Underground Comix and the Rise of the Queer Comics Movement
Back in the early days of comics and sequential art, queerness was used to disparage comics, an accusation thrown at them to show how “wrong” and “unhealthy” they were for the public to consume. Seduction of the Innocent remains one of the more famous writings about sequential art, mostly for its pages dedicated to Batman and Robin’s relationship, or Wonder Woman’s inherent ‘manliness’. In 1954, the Comics Code Authority banned ‘sex perversion or any inference to the same”, among others, in a clear bid to ban queer relationships.
Underground Comix is a movement that reinvented comics, using them not just as a medium for storytelling but for self expression as well. It was a movement fueled by the energy seeping from left-wing counterculture, and the newfound desire to not only platform, but emphasize disenfranchised voices. For this era of comic history, it’s important to note that being openly gay was a career-ending move - particularly in the male-dominated sphere of comics. Coming out meant losing friends, family, and potentially, even your life. This makes the work done by queer artists of this time that much more empowering.
In the early 70s, many female artists and authors noted that the early movement seemed to be mostly men, with very little content by women or for women. Many stories containing women were overtly sexual or misogynistic. They sought to correct this problem by coming together to form Wimmen’s Comix in 1972. The debut issue was a 3 page story written by Trina Robins, called “Sandy Comes Out” - the first known comic that treated its subject, a lesbian, with respect. This upset future movement maker and teacher Mary Wings, who believed that, while the story was a good start, “Sandy Comes Out” misrepresented and even fetishized the process of coming out. Importantly, Trina Robins was a straight woman. There were no lesbian comics besides this three page story, let alone a lesbian comic written by a fellow lesbian. And Wings would decide to change this: soon after the release of Wimmen’s Comix #1, she would create and self-publish one of the most important stories of the early movement, Come Out Comix - the first U.S.-released lesbian-made comic, and one made with no straight audience in mind. It also stands out as the first queer comic publication that didn’t follow any NSFW themes (as the existing gay stories pre-dating Wings were often fetishistic). Come Out Comix shows Wings’ own experience coming out. Sara Century writes, “...the story revolves around Mary's personal coming out and how it manifested as a quest of self-discovery rather than being a whimsical trot through subcultures for a bored middle-class woman (as was generally portrayed in media of the time). Wings walks us through not just her own experience, but the way her old friends fail to respond to her heartfelt letters in which she came out to them. Taking us back to a time when coming out for some meant writing dozens of letters to family and friends, Come Out Comix is indispensable as a time capsule as well as a heartfelt personal story of queerness in a way that, at the time, had not ever been explored within the medium.”

* **RECORDS PROVIDED**
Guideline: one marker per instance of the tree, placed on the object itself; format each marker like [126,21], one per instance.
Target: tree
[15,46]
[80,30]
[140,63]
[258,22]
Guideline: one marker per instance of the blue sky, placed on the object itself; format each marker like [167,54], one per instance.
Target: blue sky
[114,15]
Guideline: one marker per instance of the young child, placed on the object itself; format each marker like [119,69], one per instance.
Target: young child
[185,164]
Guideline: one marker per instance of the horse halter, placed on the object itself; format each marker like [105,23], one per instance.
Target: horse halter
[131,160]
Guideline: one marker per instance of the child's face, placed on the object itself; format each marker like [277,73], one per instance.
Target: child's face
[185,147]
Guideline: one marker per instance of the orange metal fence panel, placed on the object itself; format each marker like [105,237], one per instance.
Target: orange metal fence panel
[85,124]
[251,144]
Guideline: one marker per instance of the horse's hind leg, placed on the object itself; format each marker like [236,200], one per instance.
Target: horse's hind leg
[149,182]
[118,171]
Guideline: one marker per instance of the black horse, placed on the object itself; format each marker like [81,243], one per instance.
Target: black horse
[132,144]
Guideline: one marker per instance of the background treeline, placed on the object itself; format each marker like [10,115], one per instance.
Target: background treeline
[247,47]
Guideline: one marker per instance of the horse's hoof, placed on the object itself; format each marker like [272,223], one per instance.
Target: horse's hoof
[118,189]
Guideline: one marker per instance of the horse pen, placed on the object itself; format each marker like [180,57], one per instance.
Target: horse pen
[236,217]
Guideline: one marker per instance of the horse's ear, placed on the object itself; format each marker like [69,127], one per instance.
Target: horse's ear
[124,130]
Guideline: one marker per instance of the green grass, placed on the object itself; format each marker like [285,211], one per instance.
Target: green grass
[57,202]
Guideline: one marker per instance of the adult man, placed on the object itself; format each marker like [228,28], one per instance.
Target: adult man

* **TASKS**
(1) Answer these questions using the passage on underground comix:
(a) In what year did the Comics Code Authority ban "sex perversion"?
(b) In what year did female artists and authors form Wimmen's Comix?
(c) How many pages long was "Sandy Comes Out"?
(2) List every title of a written or published work that the passage on underground comix names.
(3) Reproduce the passage on underground comix from "Underground Comix and" up to and including "ban queer relationships.".
The records have no connection to the passage on underground comix.

* **TASK-BY-TASK ANSWERS**
(1)
(a) 1954
(b) 1972
(c) Three pages

(2)
Seduction of the Innocent
Wimmen's Comix
"Sandy Comes Out"
Come Out Comix

(3)
Underground Comix and the Rise of the Queer Comics Movement
Back in the early days of comics and sequential art, queerness was used to disparage comics, an accusation thrown at them to show how “wrong” and “unhealthy” they were for the public to consume. Seduction of the Innocent remains one of the more famous writings about sequential art, mostly for its pages dedicated to Batman and Robin’s relationship, or Wonder Woman’s inherent ‘manliness’. In 1954, the Comics Code Authority banned ‘sex perversion or any inference to the same”, among others, in a clear bid to ban queer relationships.